Hey Cali...how do you know so

Hey Cali...how do you know so much 8 months out about the OW? Or are you remembering things from 8 months ago? If you have any links on FB to anyone in his family or if you are even able to look at their pages..please stop. We convince ourselves that somehow 'knowing' is better when all it does is give us more pain. I stopped looking at Mr. Ns FB page about 3 weeks ago and I can't begin to tell you how freeing it is to not know anything about what he is up to. It's really none of my business anyways since we are over. I think you will find it much easier to move on if you block any and all connections.
Dec 16 - 6PM
needing2know
needing2know's picture

Like everyone is saying is so

Like everyone is saying is so so true!!! It is a lie!!! Make no mistake she will get what you go 10fold! It's all good now or so it seems because they are in the honey moon faze as it's called. Please know and understand, she is not the one , no one can be the one! She is there for the moment and nothing more, Stop looking at his shit, stop checking on him, they know you will do that so they will make it look like they are having the time of their lives just to get you one more time! STOP and worry about YOU now NOT that POS!
Dec 16 - 6PM
Amazed
Amazed's picture

They are lie and lie and lie

You are seeing the ow as a normal person, they take advantage of people all along. He is ditch her just as soon as he needs to, what you see is all an act, and it will never sustain. Trust me. Do not stay in touch with the OW, do not care about her, do not care about him. Learm about these criminals. When you understand what you are dealing with, you will know, and not give a crap what lies they tell others, you know all they do is lie. End of story.
= = = = = = =
__BRIEF 1__:
According to the forum replies, about how long ago did the first poster stop looking at Mr. N's FB page?
__BRIEF 2__:
Do these statements agree with the forum replies? Answer yes or no for each, and quote the words that decide it. (a) The first poster says that knowing more only adds to the pain. (b) The second poster says the new couple is already past the honeymoon phase. (c) The third poster advises keeping in touch with the OW.
__BRIEF 3__:
Go on with the forum replies about moving on after a breakup, picking up after their final sentence.

__DATASET EXCERPTS__:
= = = = = = =
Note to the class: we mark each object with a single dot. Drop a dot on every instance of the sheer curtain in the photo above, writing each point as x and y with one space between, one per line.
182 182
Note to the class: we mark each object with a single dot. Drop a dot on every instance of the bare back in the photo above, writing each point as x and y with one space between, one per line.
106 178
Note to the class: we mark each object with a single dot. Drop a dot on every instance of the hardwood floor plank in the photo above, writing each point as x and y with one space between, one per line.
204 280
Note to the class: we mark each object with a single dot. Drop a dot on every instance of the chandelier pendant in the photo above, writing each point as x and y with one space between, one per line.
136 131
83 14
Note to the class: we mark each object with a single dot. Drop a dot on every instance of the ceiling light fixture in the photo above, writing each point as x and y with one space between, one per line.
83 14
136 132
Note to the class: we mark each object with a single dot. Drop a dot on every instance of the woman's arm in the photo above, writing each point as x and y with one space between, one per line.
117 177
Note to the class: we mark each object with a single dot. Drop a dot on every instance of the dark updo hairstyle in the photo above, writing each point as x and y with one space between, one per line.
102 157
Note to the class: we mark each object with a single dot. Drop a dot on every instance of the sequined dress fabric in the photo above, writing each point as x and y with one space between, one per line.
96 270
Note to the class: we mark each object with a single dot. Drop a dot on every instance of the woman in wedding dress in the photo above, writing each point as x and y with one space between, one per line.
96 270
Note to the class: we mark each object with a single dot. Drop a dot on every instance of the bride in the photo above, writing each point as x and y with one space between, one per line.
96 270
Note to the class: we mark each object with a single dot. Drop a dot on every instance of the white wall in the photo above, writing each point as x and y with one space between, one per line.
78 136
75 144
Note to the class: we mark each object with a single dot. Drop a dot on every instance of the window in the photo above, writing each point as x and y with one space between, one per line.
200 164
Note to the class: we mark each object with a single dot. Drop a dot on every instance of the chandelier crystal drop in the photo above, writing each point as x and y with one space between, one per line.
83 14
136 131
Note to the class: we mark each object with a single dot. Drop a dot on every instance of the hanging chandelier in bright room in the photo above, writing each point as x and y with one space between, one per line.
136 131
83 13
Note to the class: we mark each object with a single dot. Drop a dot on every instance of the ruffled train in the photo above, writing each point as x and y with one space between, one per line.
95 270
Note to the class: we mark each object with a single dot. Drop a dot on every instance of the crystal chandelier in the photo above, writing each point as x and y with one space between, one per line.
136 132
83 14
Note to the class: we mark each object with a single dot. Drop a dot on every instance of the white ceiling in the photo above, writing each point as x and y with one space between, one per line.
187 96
= = = = = = =
__OUTPUT 1__:
About 3 weeks ago.

__OUTPUT 2__:
(a) Yes: "We convince ourselves that somehow 'knowing' is better when all it does is give us more pain."
(b) No: "they are in the honey moon faze as it's called."
(c) No: "Do not stay in touch with the OW"

__OUTPUT 3__:
Dec 16 - 6PM (Reply to #20)
Caligirl
Caligirl's picture

Amazed, good point!

He lied to me, so why wouldn't he lie to her? I did not trust at him at all toward the end. Thank you! xx
Dec 16 - 8PM (Reply to #21)
Done sourcing
Done sourcing's picture

The mask will always fall,

The mask will always fall, but some people might take more abuse than you could. You will get to a point where you will just be grateful he is someone else's problem and not yours. By the way, he already isn't your problem, you just aren't quite ready to see it that way yet. But you will, and that will feel very bueno indeed!
Dec 16 - 9PM (Reply to #22)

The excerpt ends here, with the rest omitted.